À faire:
- A) Recopiez tout le passage du texte sur Carlo Acutis, depuis « Carlo Acutis, que » jusqu'à « transformé en chair. ».
- B) D'après le texte sur Carlo Acutis, quels étaient tous ses rendez-vous quotidiens ?

Texte source:

────────────────────

Carlo Acutis, que l’Église a béatifié le 10 octobre, aime se faire connaître ainsi, presque toujours à travers internet. C’était une de ses grandes passions. Il allait acheter des livres d’informatique à la librairie de l’École Polytechnique de Milan et mit trois ans pour créer une exposition, téléchargeable gratuitement en ligne, composée de 160 panneaux de textes et d’illustrations sur les miracles eucharistiques. Il ne supportait pas qu’il puisse y avoir des personnes qui ne savaient pas que Jésus est vraiment vivant dans le Pain eucharistique, d’autant plus qu’à de nombreuses reprises dans l’histoire, celui-ci s’est transformé en chair.

Que son fils fut spécial, sa maman Antonia l’avait compris depuis qu’il était petit, sans doute déjà vers 4-5 ans, quand il voulait toujours entrer dans l’église pour saluer Jésus, ou à peine plus grand, quand il avait demandé avec insistance de pouvoir faire sa première communion pour "manger Jésus". Et avec Jésus, Carlo avait un rapport particulier, si la messe, l’adoration eucharistique et le chapelet étaient un rendez-vous quotidien auquel il ne renonçait pas : « La Messe continuait pendant le reste de la journée », raconte sa maman : « Il sentait profondément que Dieu était proche, il cherchait donc à agir de manière à de ne pas déplaire au Seigneur. Il sentait de manière forte qu’il y a quelqu’un qui nous regarde tout le temps ». Et que l’on peut rencontrer vivant, aujourd’hui dans l’église en bas de la maison, plus facilement qu’il y a deux mille ans.

────────────────────

Données extraites:
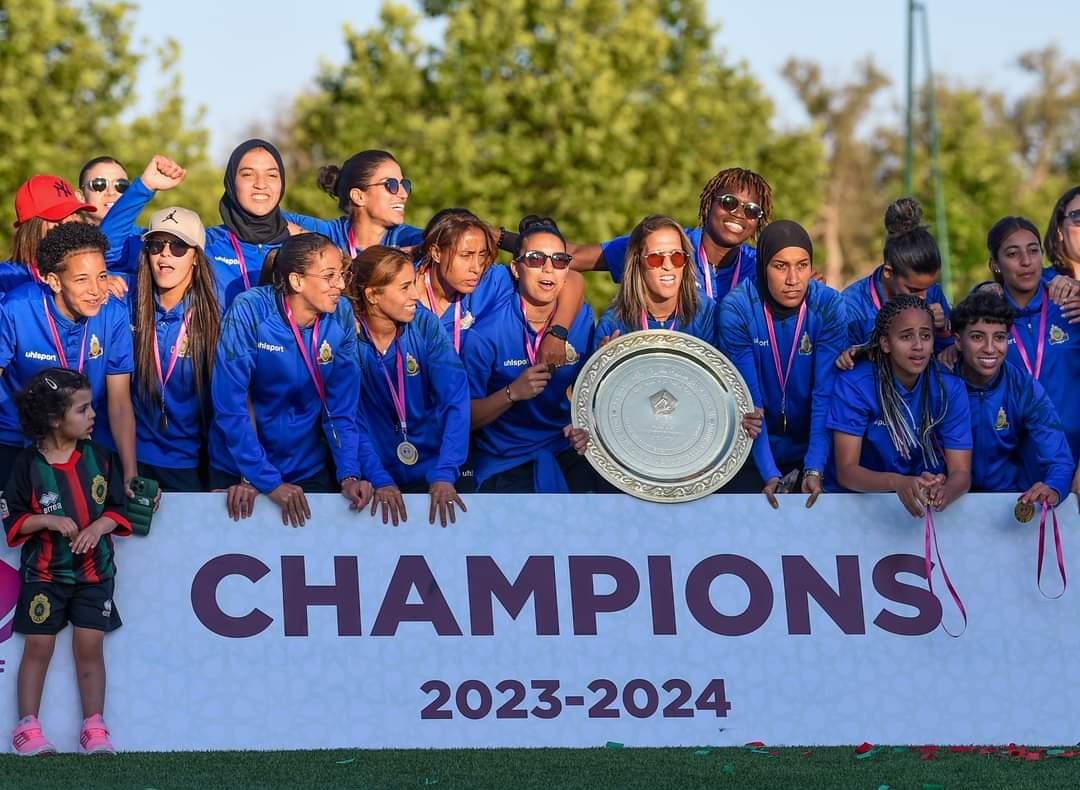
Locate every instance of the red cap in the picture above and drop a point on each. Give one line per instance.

────────────────────

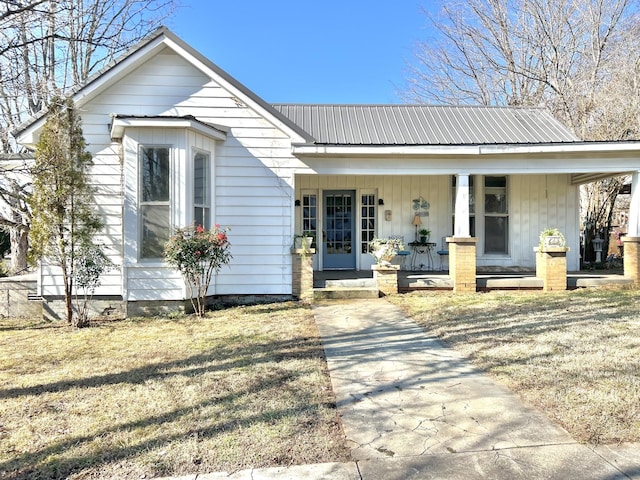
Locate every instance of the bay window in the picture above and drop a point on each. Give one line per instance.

────────────────────

Réponses:
- A)
Carlo Acutis, que l’Église a béatifié le 10 octobre, aime se faire connaître ainsi, presque toujours à travers internet. C’était une de ses grandes passions. Il allait acheter des livres d’informatique à la librairie de l’École Polytechnique de Milan et mit trois ans pour créer une exposition, téléchargeable gratuitement en ligne, composée de 160 panneaux de textes et d’illustrations sur les miracles eucharistiques. Il ne supportait pas qu’il puisse y avoir des personnes qui ne savaient pas que Jésus est vraiment vivant dans le Pain eucharistique, d’autant plus qu’à de nombreuses reprises dans l’histoire, celui-ci s’est transformé en chair.

- B) La messe, l'adoration eucharistique et le chapelet.